# Exercise materials
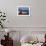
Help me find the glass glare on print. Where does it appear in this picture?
[17,6,30,16]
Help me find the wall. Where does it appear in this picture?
[0,0,46,27]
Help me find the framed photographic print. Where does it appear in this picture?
[17,6,31,16]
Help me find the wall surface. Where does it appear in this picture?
[0,0,46,27]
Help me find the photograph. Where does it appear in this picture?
[17,6,31,16]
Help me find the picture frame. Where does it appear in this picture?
[17,6,32,16]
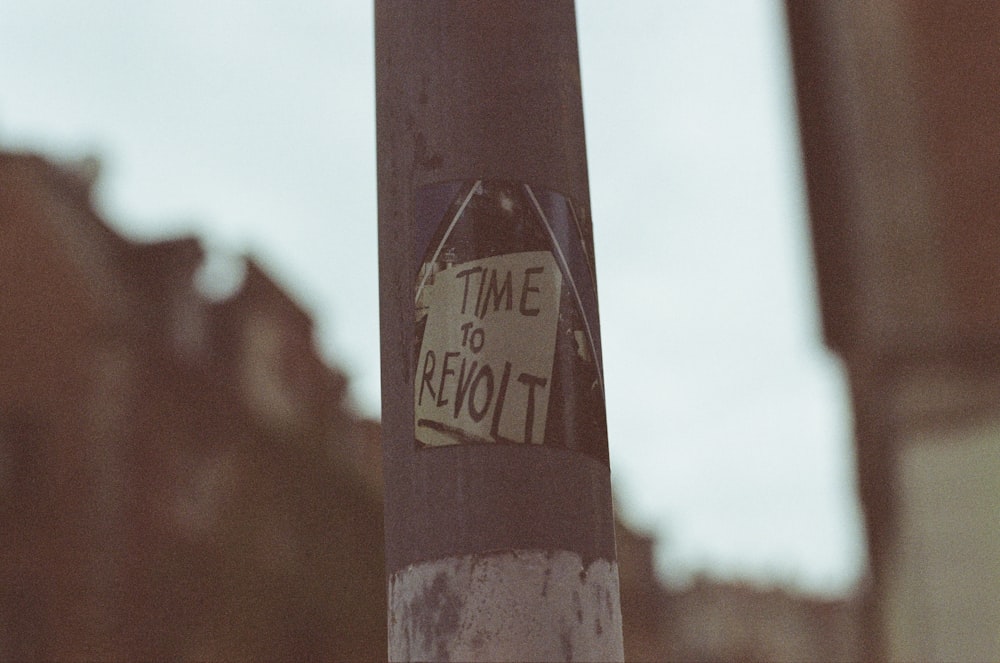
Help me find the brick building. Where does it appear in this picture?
[0,153,856,661]
[0,154,385,660]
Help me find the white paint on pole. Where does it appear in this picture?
[389,550,624,661]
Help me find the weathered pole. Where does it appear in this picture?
[375,0,623,661]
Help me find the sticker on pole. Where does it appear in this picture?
[413,180,607,462]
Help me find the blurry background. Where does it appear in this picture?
[0,0,865,655]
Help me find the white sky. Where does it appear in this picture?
[0,0,864,592]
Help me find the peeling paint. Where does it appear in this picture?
[389,550,623,661]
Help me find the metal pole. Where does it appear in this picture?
[375,0,623,661]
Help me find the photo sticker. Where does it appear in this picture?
[413,180,607,462]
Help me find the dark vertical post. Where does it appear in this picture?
[375,0,623,661]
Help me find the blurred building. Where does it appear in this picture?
[786,0,1000,661]
[617,522,861,663]
[0,153,857,661]
[0,154,385,660]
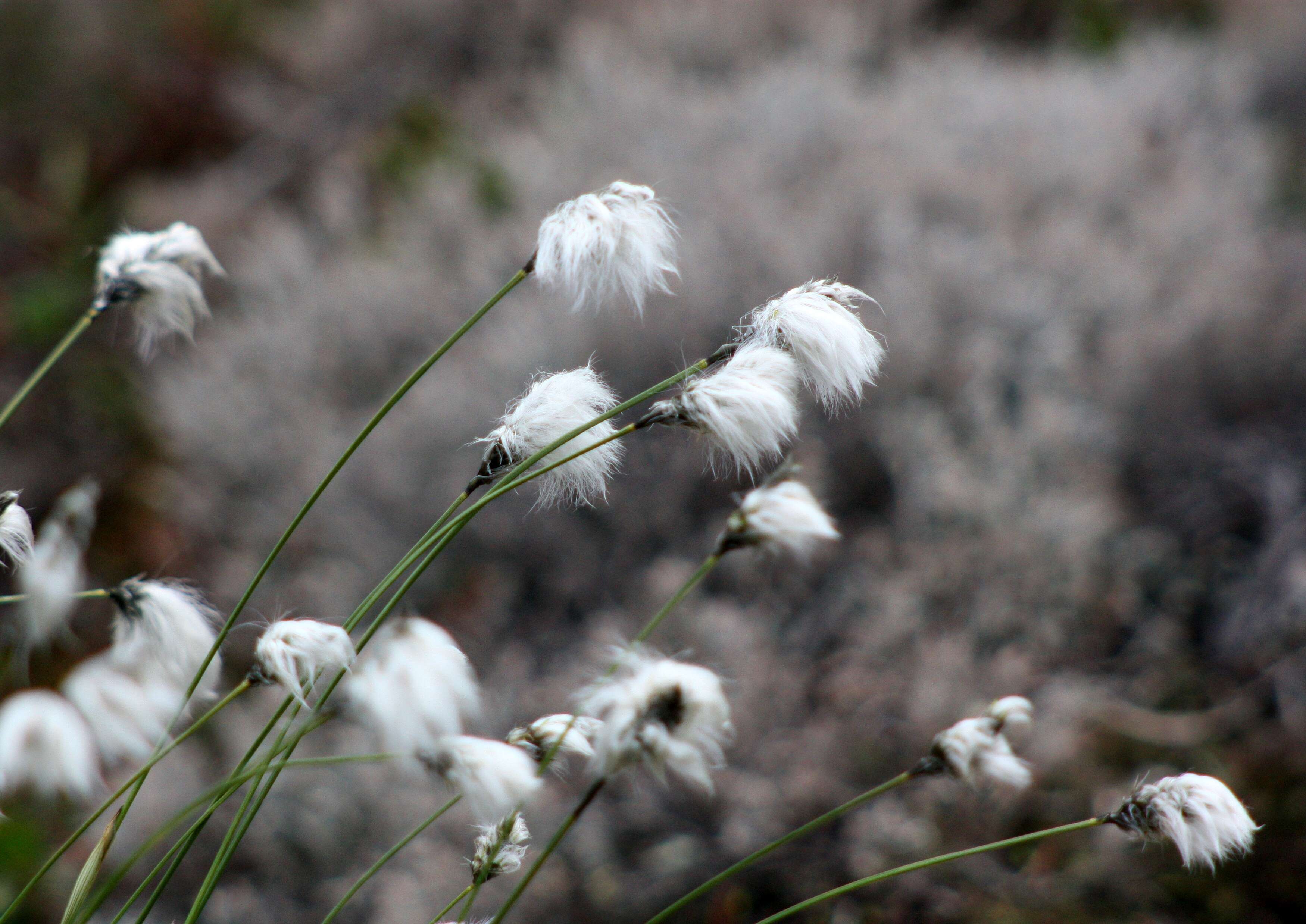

# To do
Retype every line of the records above exactly as it stands, leaving out the pictures.

# Exercise response
Help me find the glass glare on print. Where does it appear in this picture?
[17,6,30,16]
Help me find the wall. Where does it appear in this picture?
[0,0,46,27]
Help me find the framed photographic print. Where does it appear in this picture?
[17,6,31,16]
Help me find the wall surface. Where does it appear in this picture?
[0,0,46,27]
Help me find the photograph. Where does it appear in this picture?
[17,6,31,16]
Help me find the picture frame. Where does it appear in this picture?
[17,6,32,16]
Help me find the brick building. Where does it appear in this picture?
[0,153,856,661]
[0,154,385,660]
Help me find the white paint on pole. Where does it appear in this picture?
[389,550,624,661]
Help me find the weathered pole. Where does it appear in this picture?
[375,0,623,661]
Help me find the sticker on pole. Where does it appear in this picture?
[413,180,607,462]
Help me find the blurry background. Where does it appear in this picture?
[0,0,865,655]
Help me find the white sky. Where does it appear in this picture?
[0,0,864,592]
Help me find the peeling paint. Where does it appear in this picture?
[389,550,623,661]
Help me find the metal pole. Where does it appear in this picture?
[375,0,623,661]
Help me find the photo sticker. Where does it appear in this picture?
[413,180,607,462]
Help me find the dark vertical post. Where does it appear in this picture?
[375,0,623,661]
Help me find the blurred building. Where does it appear in this picture?
[786,0,1000,661]
[617,522,861,663]
[0,153,857,661]
[0,154,385,660]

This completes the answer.